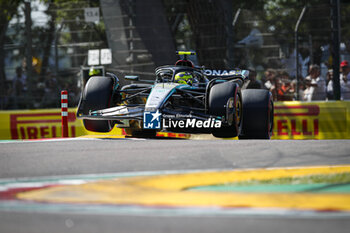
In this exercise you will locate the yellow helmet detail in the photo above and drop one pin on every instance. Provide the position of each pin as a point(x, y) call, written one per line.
point(183, 78)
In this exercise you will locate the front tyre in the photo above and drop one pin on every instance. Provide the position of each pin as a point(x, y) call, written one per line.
point(97, 95)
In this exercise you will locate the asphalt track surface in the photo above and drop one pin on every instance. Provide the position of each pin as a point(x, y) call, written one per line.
point(88, 156)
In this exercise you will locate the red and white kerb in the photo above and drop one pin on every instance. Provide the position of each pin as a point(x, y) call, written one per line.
point(64, 113)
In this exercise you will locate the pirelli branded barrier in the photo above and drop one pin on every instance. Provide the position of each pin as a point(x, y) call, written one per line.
point(293, 120)
point(312, 120)
point(35, 124)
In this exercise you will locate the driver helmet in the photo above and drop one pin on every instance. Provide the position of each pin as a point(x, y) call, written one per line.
point(184, 78)
point(93, 71)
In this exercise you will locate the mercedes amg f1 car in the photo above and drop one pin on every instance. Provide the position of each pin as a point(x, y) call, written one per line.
point(183, 98)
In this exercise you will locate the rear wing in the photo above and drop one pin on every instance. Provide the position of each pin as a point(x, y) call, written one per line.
point(226, 74)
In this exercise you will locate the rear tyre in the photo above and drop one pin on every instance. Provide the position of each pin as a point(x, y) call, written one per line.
point(257, 114)
point(97, 95)
point(221, 95)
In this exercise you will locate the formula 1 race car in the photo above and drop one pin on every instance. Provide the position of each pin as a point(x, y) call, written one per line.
point(183, 98)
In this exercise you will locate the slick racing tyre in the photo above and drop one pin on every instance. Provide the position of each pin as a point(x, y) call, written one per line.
point(225, 100)
point(97, 95)
point(257, 114)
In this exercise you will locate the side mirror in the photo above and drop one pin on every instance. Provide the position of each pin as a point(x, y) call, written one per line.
point(132, 77)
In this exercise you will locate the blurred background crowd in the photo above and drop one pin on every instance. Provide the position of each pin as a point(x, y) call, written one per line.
point(44, 44)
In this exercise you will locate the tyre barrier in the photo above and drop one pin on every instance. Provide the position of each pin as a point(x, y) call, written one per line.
point(293, 120)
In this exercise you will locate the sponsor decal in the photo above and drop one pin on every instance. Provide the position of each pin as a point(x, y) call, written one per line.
point(191, 123)
point(221, 72)
point(151, 120)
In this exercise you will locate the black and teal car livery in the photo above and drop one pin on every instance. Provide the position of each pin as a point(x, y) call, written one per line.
point(210, 101)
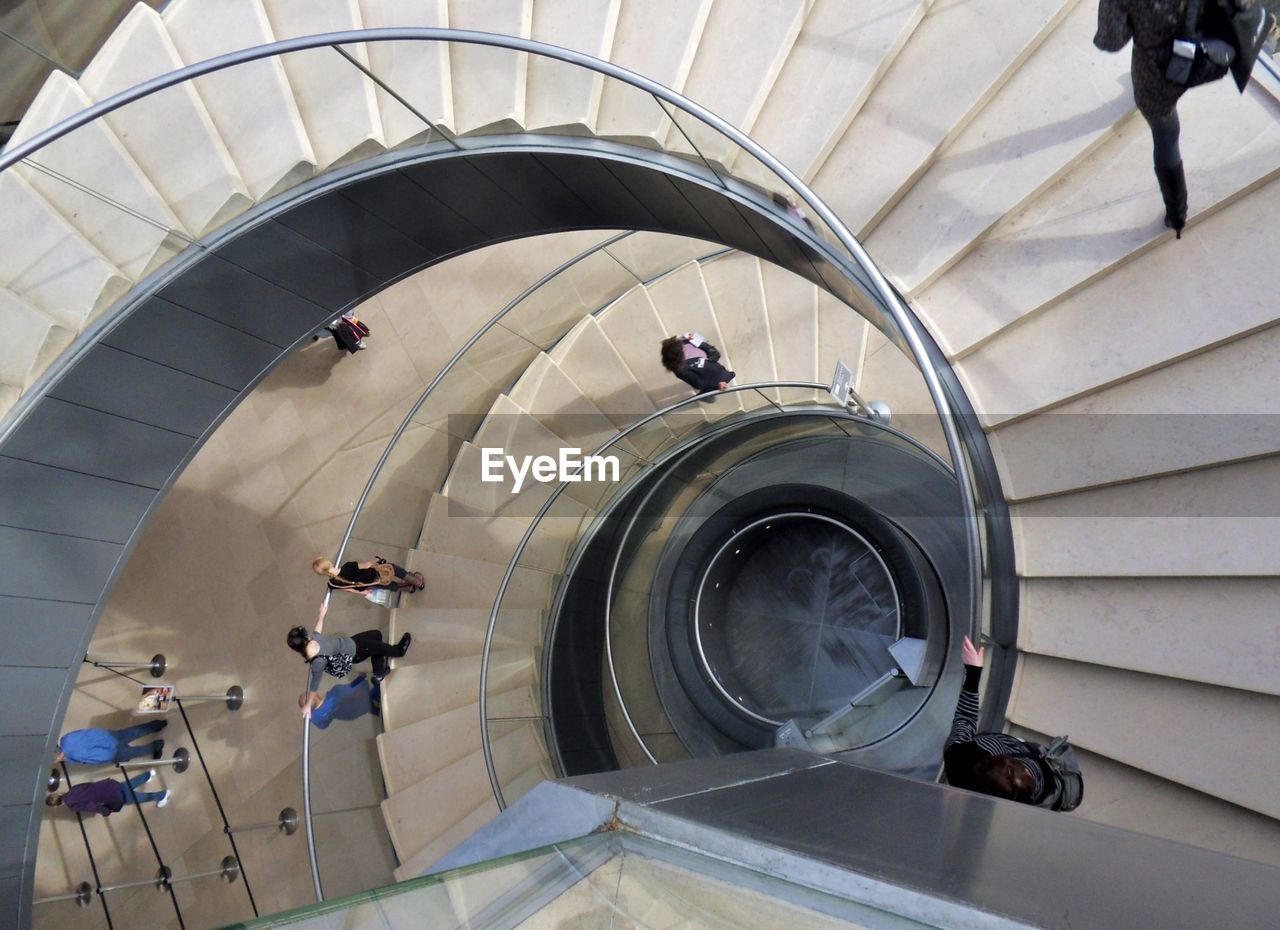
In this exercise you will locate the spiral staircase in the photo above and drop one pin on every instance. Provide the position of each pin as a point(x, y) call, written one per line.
point(993, 165)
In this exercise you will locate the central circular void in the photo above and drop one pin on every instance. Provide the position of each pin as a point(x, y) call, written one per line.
point(794, 617)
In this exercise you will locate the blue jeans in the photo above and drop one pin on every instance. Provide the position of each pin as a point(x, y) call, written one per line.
point(123, 737)
point(141, 796)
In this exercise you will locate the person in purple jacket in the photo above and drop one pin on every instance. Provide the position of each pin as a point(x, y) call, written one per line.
point(108, 796)
point(97, 746)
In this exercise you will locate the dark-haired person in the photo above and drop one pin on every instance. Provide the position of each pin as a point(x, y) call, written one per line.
point(337, 654)
point(1152, 24)
point(990, 763)
point(106, 796)
point(695, 362)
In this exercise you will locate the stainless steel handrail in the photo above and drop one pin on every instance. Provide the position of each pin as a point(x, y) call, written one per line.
point(885, 292)
point(528, 535)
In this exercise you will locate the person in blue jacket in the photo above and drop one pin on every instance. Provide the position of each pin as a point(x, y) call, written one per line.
point(97, 746)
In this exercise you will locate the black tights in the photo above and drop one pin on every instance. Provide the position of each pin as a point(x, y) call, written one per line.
point(1164, 137)
point(369, 645)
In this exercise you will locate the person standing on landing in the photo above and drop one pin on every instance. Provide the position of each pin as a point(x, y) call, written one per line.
point(108, 796)
point(337, 654)
point(1152, 24)
point(362, 577)
point(96, 746)
point(695, 362)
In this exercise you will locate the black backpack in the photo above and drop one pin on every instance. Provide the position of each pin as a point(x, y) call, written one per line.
point(1203, 49)
point(1060, 760)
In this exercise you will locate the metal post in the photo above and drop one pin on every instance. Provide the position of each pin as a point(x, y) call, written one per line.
point(82, 896)
point(228, 869)
point(156, 665)
point(181, 761)
point(234, 697)
point(286, 823)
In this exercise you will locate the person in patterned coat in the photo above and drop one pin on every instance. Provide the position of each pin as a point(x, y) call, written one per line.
point(1152, 26)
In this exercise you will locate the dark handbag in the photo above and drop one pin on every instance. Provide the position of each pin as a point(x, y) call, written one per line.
point(1201, 53)
point(1249, 31)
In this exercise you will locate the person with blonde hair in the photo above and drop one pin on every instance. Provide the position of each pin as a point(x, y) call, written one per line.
point(364, 577)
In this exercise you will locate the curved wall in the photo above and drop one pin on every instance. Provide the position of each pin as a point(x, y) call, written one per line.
point(86, 461)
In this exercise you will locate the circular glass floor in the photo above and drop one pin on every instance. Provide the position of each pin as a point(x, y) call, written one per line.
point(794, 617)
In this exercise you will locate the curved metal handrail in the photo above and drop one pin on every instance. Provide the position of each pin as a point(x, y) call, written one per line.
point(888, 298)
point(529, 532)
point(613, 569)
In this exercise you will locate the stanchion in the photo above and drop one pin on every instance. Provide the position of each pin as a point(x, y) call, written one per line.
point(287, 824)
point(228, 869)
point(156, 665)
point(82, 896)
point(234, 697)
point(181, 761)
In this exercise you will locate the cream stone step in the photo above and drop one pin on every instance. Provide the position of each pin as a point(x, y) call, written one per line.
point(918, 108)
point(1104, 212)
point(425, 810)
point(32, 340)
point(442, 633)
point(840, 55)
point(470, 493)
point(1121, 324)
point(410, 754)
point(625, 110)
point(749, 39)
point(419, 692)
point(842, 335)
point(169, 134)
point(549, 395)
point(95, 160)
point(457, 530)
point(457, 582)
point(424, 859)
point(1217, 631)
point(419, 72)
point(1210, 522)
point(489, 83)
point(337, 101)
point(736, 289)
point(1014, 149)
point(791, 305)
point(560, 94)
point(1184, 732)
point(588, 357)
point(51, 266)
point(634, 329)
point(1130, 798)
point(252, 105)
point(1210, 408)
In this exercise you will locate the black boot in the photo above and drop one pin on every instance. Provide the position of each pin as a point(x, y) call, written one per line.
point(1173, 188)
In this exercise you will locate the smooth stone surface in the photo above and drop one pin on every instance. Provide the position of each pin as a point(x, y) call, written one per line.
point(1105, 211)
point(419, 72)
point(626, 110)
point(894, 140)
point(168, 134)
point(558, 94)
point(1191, 733)
point(489, 83)
point(1010, 151)
point(1217, 631)
point(251, 105)
point(336, 100)
point(841, 53)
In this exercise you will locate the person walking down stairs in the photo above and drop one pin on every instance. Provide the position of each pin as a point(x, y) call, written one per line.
point(106, 796)
point(1159, 30)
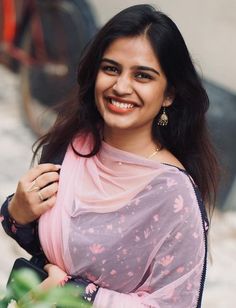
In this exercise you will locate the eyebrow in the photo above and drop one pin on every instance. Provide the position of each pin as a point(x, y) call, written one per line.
point(138, 67)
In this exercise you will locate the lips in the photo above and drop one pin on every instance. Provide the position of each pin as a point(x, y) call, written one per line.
point(120, 105)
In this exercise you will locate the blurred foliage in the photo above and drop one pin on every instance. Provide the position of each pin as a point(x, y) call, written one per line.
point(23, 292)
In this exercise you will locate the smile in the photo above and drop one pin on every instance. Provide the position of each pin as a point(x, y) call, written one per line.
point(121, 105)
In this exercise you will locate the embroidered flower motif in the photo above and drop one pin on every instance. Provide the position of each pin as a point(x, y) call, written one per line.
point(13, 228)
point(178, 235)
point(91, 288)
point(146, 233)
point(122, 219)
point(165, 261)
point(156, 217)
point(91, 230)
point(138, 259)
point(113, 272)
point(170, 182)
point(179, 204)
point(124, 251)
point(96, 248)
point(180, 269)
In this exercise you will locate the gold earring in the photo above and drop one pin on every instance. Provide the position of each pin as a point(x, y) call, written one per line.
point(163, 120)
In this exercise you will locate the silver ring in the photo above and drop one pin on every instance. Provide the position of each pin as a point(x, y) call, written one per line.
point(33, 186)
point(40, 196)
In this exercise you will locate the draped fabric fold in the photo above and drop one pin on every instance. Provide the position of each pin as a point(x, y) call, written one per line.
point(123, 222)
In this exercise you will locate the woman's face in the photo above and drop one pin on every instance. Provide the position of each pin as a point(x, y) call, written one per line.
point(130, 85)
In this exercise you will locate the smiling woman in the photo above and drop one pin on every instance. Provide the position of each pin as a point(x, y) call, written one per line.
point(130, 88)
point(125, 219)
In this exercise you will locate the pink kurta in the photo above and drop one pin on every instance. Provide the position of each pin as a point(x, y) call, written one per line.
point(131, 225)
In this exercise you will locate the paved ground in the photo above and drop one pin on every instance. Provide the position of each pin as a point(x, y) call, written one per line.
point(16, 140)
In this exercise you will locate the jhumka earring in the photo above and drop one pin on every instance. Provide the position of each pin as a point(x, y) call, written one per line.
point(163, 120)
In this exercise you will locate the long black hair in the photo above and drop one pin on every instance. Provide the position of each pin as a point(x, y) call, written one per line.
point(186, 135)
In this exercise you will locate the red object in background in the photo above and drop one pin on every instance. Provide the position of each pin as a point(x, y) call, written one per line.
point(9, 20)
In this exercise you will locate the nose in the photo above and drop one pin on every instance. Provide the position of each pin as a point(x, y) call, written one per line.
point(122, 86)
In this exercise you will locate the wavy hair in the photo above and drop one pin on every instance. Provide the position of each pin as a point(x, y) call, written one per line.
point(186, 135)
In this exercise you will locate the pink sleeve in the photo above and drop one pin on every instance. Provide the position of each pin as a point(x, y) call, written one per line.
point(176, 275)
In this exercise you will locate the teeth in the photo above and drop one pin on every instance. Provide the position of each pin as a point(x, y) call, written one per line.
point(121, 105)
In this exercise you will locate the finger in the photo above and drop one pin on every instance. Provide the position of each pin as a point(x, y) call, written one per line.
point(35, 172)
point(48, 191)
point(47, 178)
point(47, 267)
point(46, 205)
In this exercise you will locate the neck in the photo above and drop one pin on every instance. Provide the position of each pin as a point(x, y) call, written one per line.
point(139, 143)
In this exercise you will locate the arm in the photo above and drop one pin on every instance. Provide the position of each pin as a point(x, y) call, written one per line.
point(25, 235)
point(20, 212)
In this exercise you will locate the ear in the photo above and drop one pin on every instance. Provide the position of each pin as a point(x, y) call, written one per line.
point(168, 101)
point(169, 98)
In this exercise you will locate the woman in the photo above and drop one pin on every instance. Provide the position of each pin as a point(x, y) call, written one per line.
point(127, 219)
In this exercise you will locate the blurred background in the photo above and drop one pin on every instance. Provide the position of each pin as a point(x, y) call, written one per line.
point(40, 43)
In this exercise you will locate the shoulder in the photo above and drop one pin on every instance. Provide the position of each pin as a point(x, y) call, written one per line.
point(166, 157)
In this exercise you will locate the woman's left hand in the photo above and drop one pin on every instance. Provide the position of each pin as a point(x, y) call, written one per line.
point(55, 277)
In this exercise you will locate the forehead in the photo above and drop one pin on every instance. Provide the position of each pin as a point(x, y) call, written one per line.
point(133, 51)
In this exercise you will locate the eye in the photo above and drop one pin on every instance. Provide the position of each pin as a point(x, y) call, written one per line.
point(143, 76)
point(110, 69)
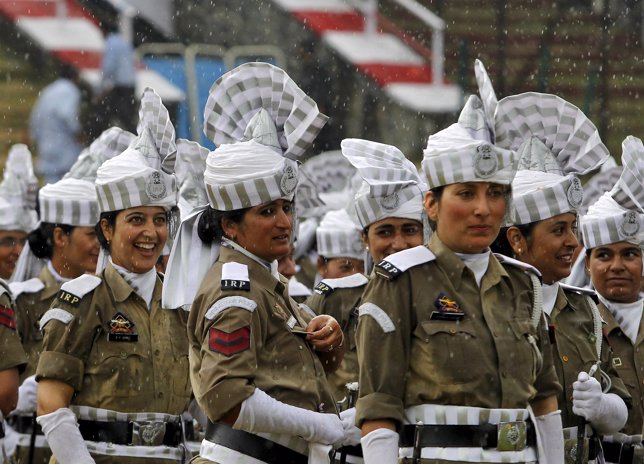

□ □ □ □ □

▶ _Problem requirements_:
Can you give again every line from the one containing "In this exercise you will locate the rear tyre" down to the one containing "point(221, 95)", swapping "rear tyre" for "back tyre" and leaving everything else unchanged?

▶ _Solution for this problem_:
In this exercise you will locate the back tyre in the photo above and drop one pin on every instance. Provide the position of each pin as a point(x, y) call, written one per line.
point(257, 114)
point(97, 95)
point(221, 95)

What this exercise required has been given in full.